__Verilen görev__:
En mükemmel din üzerine yazıda "Biraz da ezber" ifadesinden "olması da doğaldır." ifadesine kadar olan bölümü, "Teknoloji" yerine "Bilim" koyarak düzenle ve yeniden yaz.

__Belge alıntısı__:
★ ★ ★ ★ ★
EN MÜKEMMEL DİN HANGİSİ?
top of page

EN MÜKEMMEL DİN HANGİSİ?

Güncelleme tarihi: 9 Eki 2023

Biraz da ezber bozalım-15

Mümin Müslümanlar, İslamiyet’in en mükemmel din olduğuna inanırlar. İleri sürdükleri gerekçeler arasında onun en son gelen din olduğunu da söylenir. Teknoloji gibi kültür ve inançlar da evrim geçirdiğinden en son gelenin öncekilerden daha mükemmel olması da doğaldır.


Fakat dünyada bilim insanları olsun, çeşitli dinlere mensup ilahiyatçılar olsun bir araya gelip “Hangi din daha mükemmel” olduğu gibi bir saptamada bulunmuş değildir. Çünkü bu tamamıyla inanç alanına giriyor.


Her insan bir kültür ve inanç iklimine doğar. Onun manevi varlığı bu iklimde biçimlenir. Türk ana babadan doğan ve bir Türk mahallesinde büyümüş kişi, nasıl ömrü boyunca bu kimliğinden sıyrılamazsa, hatta vatandaşlığını değiştirse bile Türklükten kurtulamazsa, Müslüman bir ana babadan doğan ve Müslüman bir çevrede büyüyen kişi de Müslüman sayılır.


İnsanların milliyetini değiştirmesi nerdeyse imkânsızsa, din değiştirmesi de o kadar zordur. Gerçi, zor karşısında gerek milliyetini, gerek dinini değiştiren, başka milletler veya dinler tarafından asimile edilen topluluklar görülmemiş değildir. Tarih bunun örnekleriyle doludur. Nitekim mevcut dinlerin mensuplarının ataları da başka bir dine inanıyorlardı. Ancak bu din değiştirme süreci uzun bir zaman alır ve günümüzde toplu bir din değiştirmeye rastlanmıyor. Bu olaya Türkiye’de en son 1915-1916 Büyük tehcirinde ölümden kurtulmak isteyen Ermenilerde ve kısmen Rumlarda rastlanmıştı. Bunların bazıları ise görünüşte Müslüman olmakla birlikte kendi ibadetlerini gizli gizli yapmışlardır. Hatta üzerlerindeki baskı hafiflediği bir zamanda eski dinine geri döndüğünü ilan edenler olmuştur.


Günümüz dünyasında çeşitli dinlere mensup toplulukların ve kişilerin evrimi, din değiştirme değil, laikleşme yolunu izliyor. Bilimler ilerledikçe, özellikle evrenin var oluş sırları çözüldükçe insanlar kafalarındaki sorulara kutsal kitaplardakinden farklı yorumlar bulmakta, dini ritüelleri yerine getirenler azalmakta, dünyanın “küçülmesi” ile de farklı din ve inançlara saygı yayılmaktadır.
★ ★ ★ ★ ★
__Veri bölümü__:
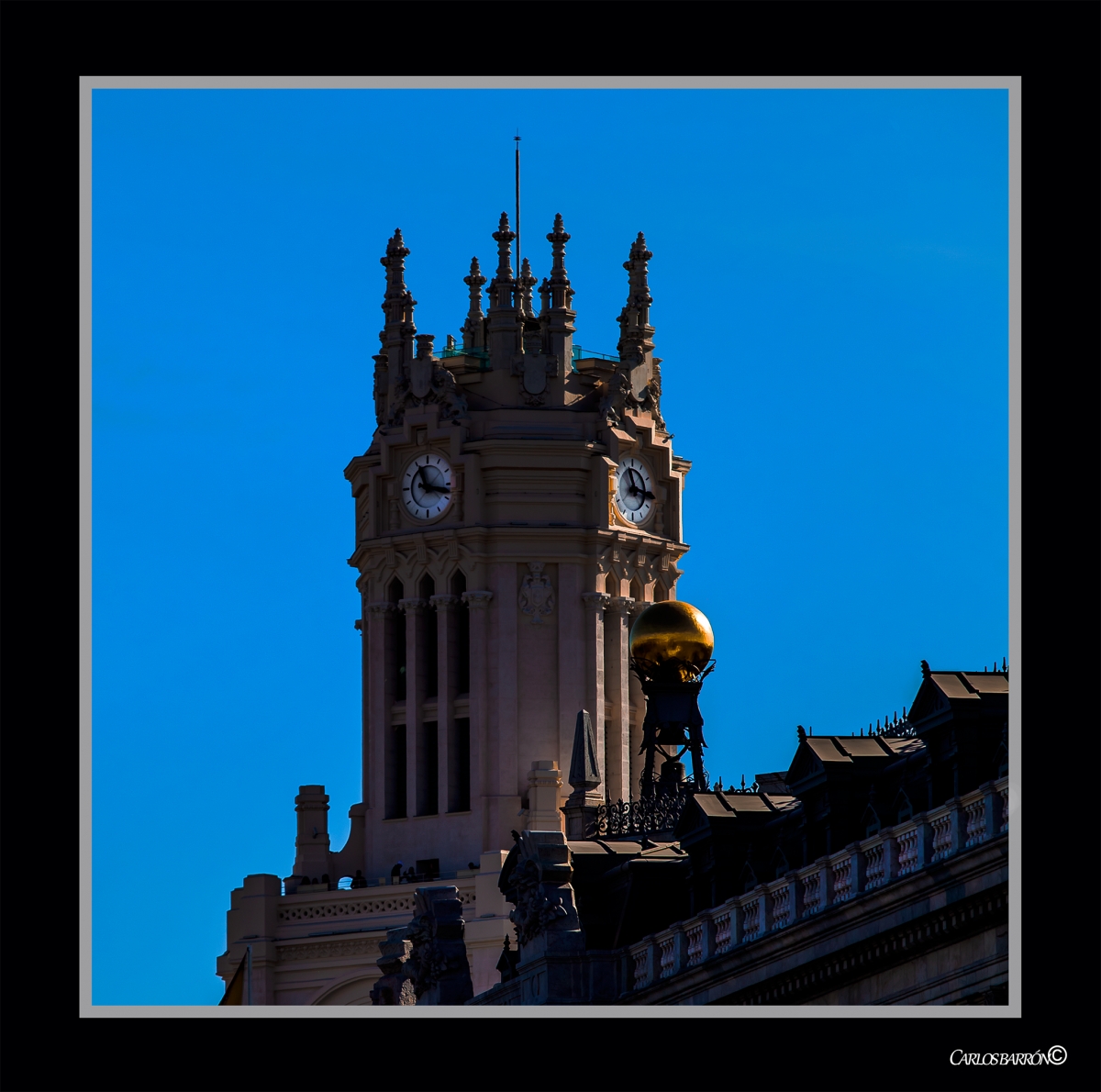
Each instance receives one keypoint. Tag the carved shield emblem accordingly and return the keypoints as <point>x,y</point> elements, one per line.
<point>537,599</point>
<point>535,373</point>
<point>421,375</point>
★ ★ ★ ★ ★
__Nihai cevap__:
Biraz da ezber bozalım-15

Mümin Müslümanlar, İslamiyet’in en mükemmel din olduğuna inanırlar. İleri sürdükleri gerekçeler arasında onun en son gelen din olduğunu da söylenir. Bilim gibi kültür ve inançlar da evrim geçirdiğinden en son gelenin öncekilerden daha mükemmel olması da doğaldır.